▶ _GOALS_
1. Answer these questions using the Snowball setup text.
(a) How much space does the text say should more than cover the volume mounted to /var/lib/rook?
(b) How many IP addresses will each node need?
(c) Which VIP address does the example give for the Istio Ingress Gateway?
2. For each statement below, say yes or no depending on whether it agrees with the Snowball setup text, and quote the words of the text that decide it.
(a) Accurate time on the clocks matters more than consistent time between the systems.
(b) In the sizing example, the free space is divided by 6 because that is the number of agent nodes per snowball.
(c) An additional volume for /var/log must always be mounted.

▶ _PROVIDED TEXT_
For example: Free Space 7.68 TB Round down to 7 TB Divide by 2 to 3.5 TB Divide by the number of agent nodes you're going to run per snowball, in this case 6, so 597.3 GB Round to 600 GB
We will want to mount in an additional volume to /var/lib/rook. This volume can be relatively small as it only requires to house the internal database rook-ceph needs. 100 GB should more than cover it.
We may want to mount in an additional volume for /var/log if your AMI doesn't have sufficient space. This will be dependent on the AMI that we're incorporating.
Plan Your IP Addressing and DNS Names
Each node will end up needing two IP addresses: one for the Virtual Network Interface (VNI) and one for the Direct Network Interface (DNI). Work with the SI to come up with an IP addressing scheme that will be "easy" and not cause problems. Keep in mind you'll need some addresses for the Virtual IPs (VIP) we'll assign to the "load balancers" created by kube-vip later.
Example:
control-plane-0.test.example.com:
- VNI: 10.0.0.100
- DNI: 10.0.0.200
control-plane-1.test.example.com:
- VNI: 10.0.0.101
- DNI: 10.0.0.201
control-plane-2.test.example.com:
- VNI: 10.0.0.102
- DNI: 10.0.0.202
agent-0.test.example.com:
- VNI: 10.0.0.110
- DNI: 10.0.0.210
...
agent-35.test.example.com:
VNI: 10.0.0.145
DNI: 10.0.0.245
Control Plane VIP: 10.0.0.250 Istio Ingress Gateway VIP: 10.0.0.251 Additional VIP?: 10.0.0.252
Configure the Snowball Timeserver
Clustered systems do not operate properly if they have a large time skew. We need to ensure the clocks are synched properly. It matters less if the time is accurate, but it must be consistent between the systems. You can configure the timeserver for the Snowballs, which will in turn configure the clocks on the systems we're deploying. The full documentation for configuring NTP can be found on page here and here or starting on page 121 and 143 of the AWS Snowball PDF.

▶ _DATA LINES_
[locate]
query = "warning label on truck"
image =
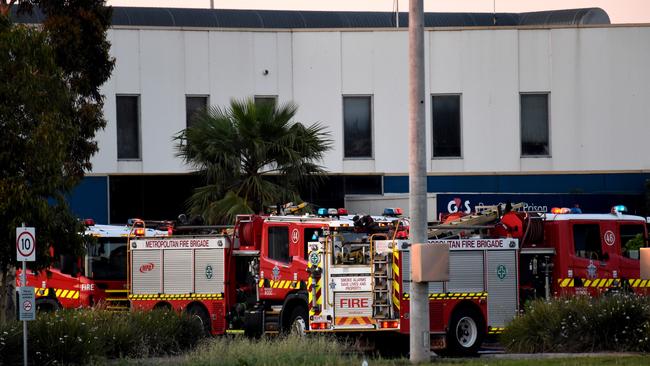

▶ _RESPONSES TO THE EXERCISE_
1.
(a) 100 GB
(b) Two: one for the Virtual Network Interface (VNI) and one for the Direct Network Interface (DNI)
(c) 10.0.0.251

2.
(a) No: "It matters less if the time is accurate, but it must be consistent between the systems."
(b) Yes: "Divide by the number of agent nodes you're going to run per snowball, in this case 6"
(c) No: "We may want to mount in an additional volume for /var/log if your AMI doesn't have sufficient space."